Aim – Starting at the line that contains "Please tag the white vessel" and continuing through the end of the records below, write out every line again, shifting each answer coordinate by -128. All other numbers stay as they are.

___

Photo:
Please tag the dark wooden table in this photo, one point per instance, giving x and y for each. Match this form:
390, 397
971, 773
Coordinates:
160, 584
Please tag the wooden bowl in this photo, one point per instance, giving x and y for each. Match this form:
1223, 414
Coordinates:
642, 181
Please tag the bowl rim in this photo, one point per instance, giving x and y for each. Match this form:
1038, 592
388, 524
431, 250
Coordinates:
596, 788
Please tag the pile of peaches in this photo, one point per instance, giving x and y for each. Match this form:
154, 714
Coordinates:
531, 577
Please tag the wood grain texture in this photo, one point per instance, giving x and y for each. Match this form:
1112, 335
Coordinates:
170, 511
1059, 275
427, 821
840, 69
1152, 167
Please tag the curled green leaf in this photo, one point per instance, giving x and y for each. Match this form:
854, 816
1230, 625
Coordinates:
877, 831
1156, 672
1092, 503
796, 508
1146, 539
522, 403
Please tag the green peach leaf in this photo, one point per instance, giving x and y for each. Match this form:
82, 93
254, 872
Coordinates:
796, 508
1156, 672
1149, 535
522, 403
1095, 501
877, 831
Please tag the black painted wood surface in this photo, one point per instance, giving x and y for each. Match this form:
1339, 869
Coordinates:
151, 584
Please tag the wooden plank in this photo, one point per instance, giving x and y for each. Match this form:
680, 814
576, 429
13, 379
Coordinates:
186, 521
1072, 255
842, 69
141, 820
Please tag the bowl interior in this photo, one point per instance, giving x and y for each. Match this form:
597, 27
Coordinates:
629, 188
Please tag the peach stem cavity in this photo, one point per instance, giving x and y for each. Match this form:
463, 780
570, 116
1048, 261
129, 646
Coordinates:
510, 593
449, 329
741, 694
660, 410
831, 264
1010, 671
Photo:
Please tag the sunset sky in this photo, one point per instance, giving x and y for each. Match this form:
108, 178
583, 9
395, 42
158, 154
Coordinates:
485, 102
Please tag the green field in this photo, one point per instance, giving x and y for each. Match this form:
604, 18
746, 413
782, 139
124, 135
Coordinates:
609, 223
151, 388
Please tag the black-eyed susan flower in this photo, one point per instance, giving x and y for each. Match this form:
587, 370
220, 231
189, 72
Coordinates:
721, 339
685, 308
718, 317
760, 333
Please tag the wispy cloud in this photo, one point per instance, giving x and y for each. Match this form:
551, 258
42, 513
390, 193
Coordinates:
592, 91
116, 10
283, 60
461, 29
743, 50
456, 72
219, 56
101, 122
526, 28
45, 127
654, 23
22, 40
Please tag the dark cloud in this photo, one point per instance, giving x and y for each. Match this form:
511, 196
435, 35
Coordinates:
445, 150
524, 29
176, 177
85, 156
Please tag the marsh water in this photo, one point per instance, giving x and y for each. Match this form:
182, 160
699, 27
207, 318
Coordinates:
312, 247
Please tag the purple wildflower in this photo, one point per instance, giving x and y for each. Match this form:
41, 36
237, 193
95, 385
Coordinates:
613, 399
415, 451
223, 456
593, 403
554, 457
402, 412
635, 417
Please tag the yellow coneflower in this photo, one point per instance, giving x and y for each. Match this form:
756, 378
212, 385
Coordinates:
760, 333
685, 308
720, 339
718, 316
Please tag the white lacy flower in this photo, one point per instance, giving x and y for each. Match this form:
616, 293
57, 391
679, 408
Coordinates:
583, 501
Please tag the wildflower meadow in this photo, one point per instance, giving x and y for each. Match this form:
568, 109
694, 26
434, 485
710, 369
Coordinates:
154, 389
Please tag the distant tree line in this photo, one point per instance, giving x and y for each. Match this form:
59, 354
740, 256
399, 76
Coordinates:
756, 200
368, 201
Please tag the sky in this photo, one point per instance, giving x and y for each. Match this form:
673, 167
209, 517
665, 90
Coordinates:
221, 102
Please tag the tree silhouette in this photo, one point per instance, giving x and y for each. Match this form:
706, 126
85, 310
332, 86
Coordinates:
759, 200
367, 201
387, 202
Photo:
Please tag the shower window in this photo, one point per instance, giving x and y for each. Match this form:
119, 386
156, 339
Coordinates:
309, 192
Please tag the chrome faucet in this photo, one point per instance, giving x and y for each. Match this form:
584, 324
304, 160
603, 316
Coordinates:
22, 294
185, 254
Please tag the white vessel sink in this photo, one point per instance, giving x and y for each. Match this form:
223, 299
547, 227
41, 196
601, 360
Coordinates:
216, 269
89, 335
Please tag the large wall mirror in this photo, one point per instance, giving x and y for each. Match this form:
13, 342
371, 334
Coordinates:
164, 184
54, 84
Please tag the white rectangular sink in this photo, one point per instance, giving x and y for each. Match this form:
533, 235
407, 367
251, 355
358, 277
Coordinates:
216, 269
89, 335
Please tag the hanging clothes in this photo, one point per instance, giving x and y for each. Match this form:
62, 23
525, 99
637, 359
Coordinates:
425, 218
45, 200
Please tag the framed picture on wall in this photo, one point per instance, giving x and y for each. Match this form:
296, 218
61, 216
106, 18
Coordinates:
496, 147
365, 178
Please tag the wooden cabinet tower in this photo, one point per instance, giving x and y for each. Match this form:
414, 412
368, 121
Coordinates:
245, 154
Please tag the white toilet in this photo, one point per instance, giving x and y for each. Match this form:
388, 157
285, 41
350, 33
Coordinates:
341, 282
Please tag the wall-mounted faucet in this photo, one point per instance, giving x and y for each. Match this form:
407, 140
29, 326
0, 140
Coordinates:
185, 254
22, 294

___

Exercise result –
Please tag the white vessel sink in this photo, one point per instance, giving x and y for each. Match this form:
223, 299
547, 227
41, 196
601, 360
Coordinates:
88, 141
-39, 207
Please tag the large wall mirror in this photo, one point per instance, giving x and y for each. Match this form:
13, 342
371, 334
Coordinates:
36, 56
-74, -44
Please tag the white rectangular sink in this photo, one point per instance, giving x and y for each. Match this form:
533, 235
407, 367
251, 355
358, 277
Coordinates:
88, 141
-39, 207
Please tag the hanging clothes in this photo, one point per instance, giving x and y for each. Match this form:
62, 23
525, 99
637, 359
Coordinates:
297, 90
-83, 72
Please tag the framed picture on wall in this photo, one point per instance, giving x and y for each. Match this form:
296, 218
61, 216
106, 18
Coordinates:
368, 19
237, 50
Please tag the wooden cabinet tower in this photo, one point per instance, giving x and y for each. Match this form:
414, 412
368, 121
Coordinates:
117, 26
Please tag the white toilet in this photo, one point per instance, giving x and y for each. Match this form:
388, 157
285, 41
350, 33
Coordinates:
213, 154
Please tag the wall-mounted faucet in this photo, one point per instance, giving x and y for each. Match this form:
407, 140
29, 326
0, 140
Coordinates:
57, 126
-106, 166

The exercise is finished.